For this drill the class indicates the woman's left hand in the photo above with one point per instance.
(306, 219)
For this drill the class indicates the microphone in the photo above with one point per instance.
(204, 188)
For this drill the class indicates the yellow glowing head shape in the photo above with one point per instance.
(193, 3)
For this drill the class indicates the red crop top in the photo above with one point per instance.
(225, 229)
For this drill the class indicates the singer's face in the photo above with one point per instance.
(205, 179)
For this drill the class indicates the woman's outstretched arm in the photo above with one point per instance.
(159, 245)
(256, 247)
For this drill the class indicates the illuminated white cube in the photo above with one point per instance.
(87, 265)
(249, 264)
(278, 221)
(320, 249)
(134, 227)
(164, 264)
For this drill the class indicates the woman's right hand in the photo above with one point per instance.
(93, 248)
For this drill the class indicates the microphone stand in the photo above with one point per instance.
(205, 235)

——

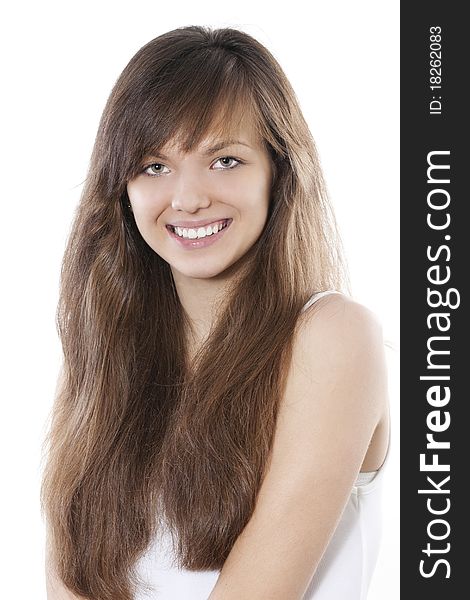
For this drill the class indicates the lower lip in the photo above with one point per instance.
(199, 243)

——

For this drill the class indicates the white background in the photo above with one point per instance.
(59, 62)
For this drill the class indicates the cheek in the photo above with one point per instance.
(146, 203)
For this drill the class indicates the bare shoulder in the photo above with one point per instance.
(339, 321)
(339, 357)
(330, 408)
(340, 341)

——

Collect every line above that contains the word "woman" and copy each of those lines in full.

For this drill the class indicates the woman's left hand in the photo above with one point per instance.
For this drill the class indicates the woman's outstretched arm in the photo above with one point per instance.
For this drill the class indicates the woman's right hand in the photo above with one point per instance.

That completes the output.